_Source document_:
New York County Lawyers' Ass'n v. Bloomberg

Chief Judge Lippman (dissenting).

While I do not disagree with that part of the majority’s analysis concluding that a County Law § 722 (2) indigent defense plan may draw upon institutional providers for both primary and conflict representation, I do not view that conclusion as necessary or even helpful to a correct analysis of whether the indigent defense plan now before us comports with the County Law.

As the majority has so meticulously detailed, the City, after purporting to jettison the combined (County Law § 722 [4]) plan that had been in place since 1965 and replace it simply with a section 722 (2) plan in which panel attorneys would play no part, has now clarified that that was not its intention at all and that its new plan is, like the plan it is to supplant, actually a County Law § 722 (4) combination plan, in accordance with which legal services would be provided by private practitioners pursuant to a section 722 (3) bar association plan, and by private institutional providers pursuant to section 722 (2). The salient and transformative difference between the new and old plans is that under the new plan institutional providers may be called upon to provide either primary or conflict representation, whereas under the old plan, both as formulated by the bar associations and implemented by the City, representation in conflict cases was to be handled exclusively by panel attorneys. The new plan reduces, and indeed will likely marginalize the participation of panel attorneys, dramatically shifting from them to institutional providers retained through competitive bidding, the conflict defense function.

_Entries provided_:
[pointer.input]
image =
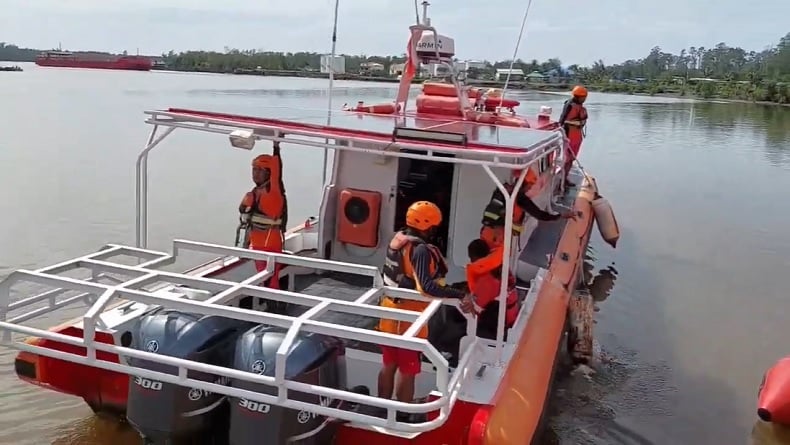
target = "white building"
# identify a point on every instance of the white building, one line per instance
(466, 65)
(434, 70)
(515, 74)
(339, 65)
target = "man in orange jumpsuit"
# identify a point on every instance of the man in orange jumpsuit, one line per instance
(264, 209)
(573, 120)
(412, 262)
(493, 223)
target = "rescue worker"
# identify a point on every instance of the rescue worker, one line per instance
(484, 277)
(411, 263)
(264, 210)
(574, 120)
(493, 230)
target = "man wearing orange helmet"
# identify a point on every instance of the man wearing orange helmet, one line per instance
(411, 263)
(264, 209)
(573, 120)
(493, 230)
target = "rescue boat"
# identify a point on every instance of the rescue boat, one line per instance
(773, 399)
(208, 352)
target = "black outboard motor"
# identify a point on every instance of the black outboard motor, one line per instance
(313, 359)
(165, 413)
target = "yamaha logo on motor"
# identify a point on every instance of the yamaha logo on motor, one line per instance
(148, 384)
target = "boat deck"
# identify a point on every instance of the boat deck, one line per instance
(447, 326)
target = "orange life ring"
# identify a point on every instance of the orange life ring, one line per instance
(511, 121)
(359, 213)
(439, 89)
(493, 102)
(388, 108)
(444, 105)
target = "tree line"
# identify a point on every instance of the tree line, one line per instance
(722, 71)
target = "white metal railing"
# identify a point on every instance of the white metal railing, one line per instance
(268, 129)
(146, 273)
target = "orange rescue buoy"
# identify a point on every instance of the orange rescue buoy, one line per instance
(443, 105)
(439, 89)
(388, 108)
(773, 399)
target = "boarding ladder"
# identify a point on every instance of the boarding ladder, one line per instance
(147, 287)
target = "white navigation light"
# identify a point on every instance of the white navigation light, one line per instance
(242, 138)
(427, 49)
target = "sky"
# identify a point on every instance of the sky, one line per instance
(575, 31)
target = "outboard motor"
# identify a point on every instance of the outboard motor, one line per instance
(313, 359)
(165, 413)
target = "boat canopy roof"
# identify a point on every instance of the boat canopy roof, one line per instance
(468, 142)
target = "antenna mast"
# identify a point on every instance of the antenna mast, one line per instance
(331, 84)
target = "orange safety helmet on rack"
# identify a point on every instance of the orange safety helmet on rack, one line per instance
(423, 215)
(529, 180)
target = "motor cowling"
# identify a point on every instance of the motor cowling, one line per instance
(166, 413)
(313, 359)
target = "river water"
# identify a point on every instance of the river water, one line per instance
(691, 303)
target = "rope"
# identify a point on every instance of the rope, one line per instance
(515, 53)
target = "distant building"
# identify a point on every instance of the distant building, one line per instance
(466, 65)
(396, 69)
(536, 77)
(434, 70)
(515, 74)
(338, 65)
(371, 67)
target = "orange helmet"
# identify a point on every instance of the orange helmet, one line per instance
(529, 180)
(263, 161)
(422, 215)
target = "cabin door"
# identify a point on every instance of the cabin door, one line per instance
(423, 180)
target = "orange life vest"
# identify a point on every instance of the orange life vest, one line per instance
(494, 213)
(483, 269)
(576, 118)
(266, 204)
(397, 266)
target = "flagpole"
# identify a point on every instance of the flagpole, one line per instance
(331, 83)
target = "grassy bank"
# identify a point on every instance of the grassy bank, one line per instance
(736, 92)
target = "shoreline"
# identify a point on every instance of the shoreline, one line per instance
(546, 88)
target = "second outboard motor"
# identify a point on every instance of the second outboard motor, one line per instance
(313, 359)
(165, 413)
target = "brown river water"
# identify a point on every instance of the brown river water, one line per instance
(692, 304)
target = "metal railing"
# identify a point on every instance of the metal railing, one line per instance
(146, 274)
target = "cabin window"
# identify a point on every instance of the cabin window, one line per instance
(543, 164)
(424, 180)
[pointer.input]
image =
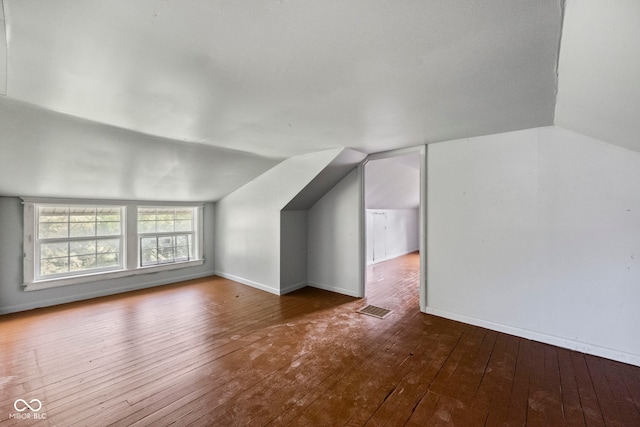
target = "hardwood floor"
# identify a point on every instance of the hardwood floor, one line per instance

_Objective 1_:
Pull out each line of the entries that contains the string "second".
_Objective 2_:
Carry on the dissenting opinion on the City's indigent defense plan, starting after its last sentence.
The entries have no connection to the dissenting opinion on the City's indigent defense plan.

_Task result 1_:
target = "second outboard motor"
# identify a point on every instance of the second outboard motor, one line per instance

_Task result 2_:
*726The legal issue immediately posed by this shift is not whether it is within the City’s power to accomplish, but whether it is permissibly accomplished by means of the particular section 722 (4) combination plan the City has evidently settled upon. That plan, like its forerunner, purports to rely in essential part upon “Representation by counsel furnished pursuant to ... a plan of a bar association” (County Law § 722 [3] [a]). Indeed, the new plan purports to rely on the very same bar association plan used in connection with the now repeatedly repealed 1965 plan (see majority op at 718-719). However, no bar association has agreed to the use of the 1965 plan in the dramatically different context that would be created by the expanded subdivision (2) component of the City’s new plan.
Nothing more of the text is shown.